_THE REQUEST_: Add -62 to every number in the point coordinates, and write out every line from the one containing "the metal roof." down to the end of the lines, leaving everything else unchanged.

-- begin --

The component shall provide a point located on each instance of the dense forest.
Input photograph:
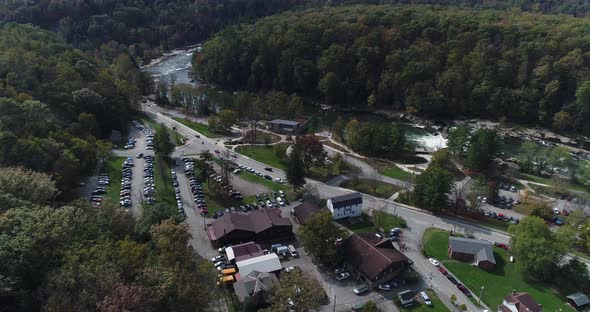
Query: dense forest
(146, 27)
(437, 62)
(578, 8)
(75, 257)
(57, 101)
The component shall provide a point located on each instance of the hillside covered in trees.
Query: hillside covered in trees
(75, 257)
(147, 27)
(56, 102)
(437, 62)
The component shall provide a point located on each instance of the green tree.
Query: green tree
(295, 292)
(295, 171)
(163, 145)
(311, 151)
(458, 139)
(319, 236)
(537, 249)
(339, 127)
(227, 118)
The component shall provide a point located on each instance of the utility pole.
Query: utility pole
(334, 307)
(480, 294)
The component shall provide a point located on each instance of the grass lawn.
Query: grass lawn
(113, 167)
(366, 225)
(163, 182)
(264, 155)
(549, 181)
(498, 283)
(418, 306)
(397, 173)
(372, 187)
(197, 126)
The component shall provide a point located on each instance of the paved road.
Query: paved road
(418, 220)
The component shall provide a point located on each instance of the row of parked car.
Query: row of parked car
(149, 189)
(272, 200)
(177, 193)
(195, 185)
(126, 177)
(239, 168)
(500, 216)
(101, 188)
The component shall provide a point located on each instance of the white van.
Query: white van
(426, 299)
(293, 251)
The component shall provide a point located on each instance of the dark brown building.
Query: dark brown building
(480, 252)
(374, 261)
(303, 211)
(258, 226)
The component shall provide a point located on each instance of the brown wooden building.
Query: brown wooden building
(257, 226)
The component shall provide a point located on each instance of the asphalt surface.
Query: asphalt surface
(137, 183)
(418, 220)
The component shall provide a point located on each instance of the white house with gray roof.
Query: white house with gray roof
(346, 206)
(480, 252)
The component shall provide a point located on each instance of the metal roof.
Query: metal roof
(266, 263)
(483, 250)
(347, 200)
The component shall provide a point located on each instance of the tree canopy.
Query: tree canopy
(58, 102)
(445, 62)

-- end --

_RESPONSE TO THIS EXERCISE_:
The component shall provide a point located on each instance of the metal roof.
Query: metal roof
(204, 201)
(421, 188)
(285, 138)
The component shall provide a point located on each instance of the tree canopy.
Query: tree canopy
(-4, 40)
(383, 0)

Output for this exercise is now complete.